● INSTRUCTIONS TO FOLLOW
Every record that follows is to be copied exactly, with the pictures omitted.
● ● ● ● ● ● ●
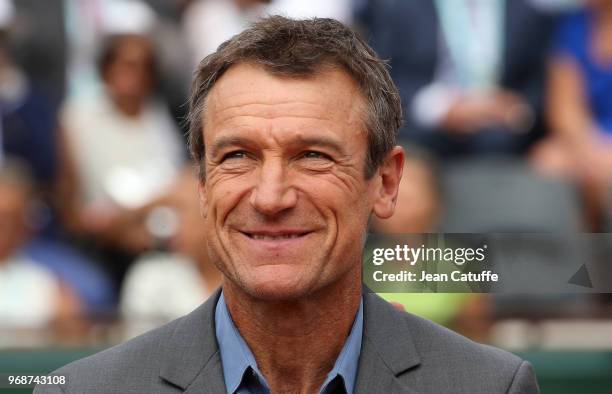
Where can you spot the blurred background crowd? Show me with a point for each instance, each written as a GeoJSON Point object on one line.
{"type": "Point", "coordinates": [508, 128]}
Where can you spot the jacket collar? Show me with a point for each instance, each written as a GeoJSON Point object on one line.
{"type": "Point", "coordinates": [192, 357]}
{"type": "Point", "coordinates": [388, 350]}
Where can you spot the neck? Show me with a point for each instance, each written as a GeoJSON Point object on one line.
{"type": "Point", "coordinates": [296, 342]}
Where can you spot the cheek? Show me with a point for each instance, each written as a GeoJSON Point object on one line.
{"type": "Point", "coordinates": [223, 194]}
● ● ● ● ● ● ●
● TASK SOLUTION
Where can you spot the blurred background crowd? Show me with a point for each instance, each written as a GeoJSON Point object on one line.
{"type": "Point", "coordinates": [508, 128]}
Where can you spot the jacket collar? Show me with a point for each instance, each written as a GeoJSON Point object on one line.
{"type": "Point", "coordinates": [192, 357]}
{"type": "Point", "coordinates": [388, 350]}
Where can you spot the neck? Show me with a point for each instance, each written as a GeoJSON Point object on one line.
{"type": "Point", "coordinates": [296, 342]}
Where can you spot the cheek? Show me with a point for each instance, each written as a GeoJSON Point object on one line.
{"type": "Point", "coordinates": [223, 194]}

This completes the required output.